Work instructions:
Count how many lines of the material hold "record". Respond with that number alone.

Exercise data:

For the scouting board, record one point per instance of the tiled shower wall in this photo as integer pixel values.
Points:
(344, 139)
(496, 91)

--

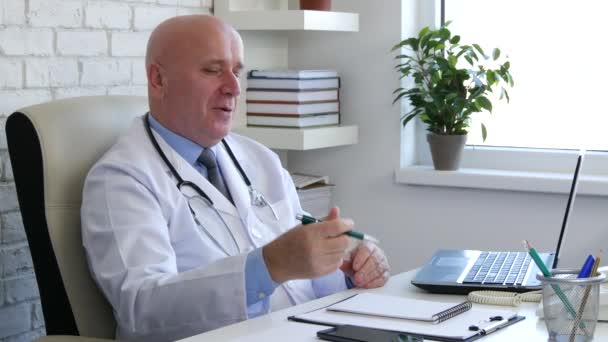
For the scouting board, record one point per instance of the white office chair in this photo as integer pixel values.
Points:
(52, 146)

Solution to this exercise:
2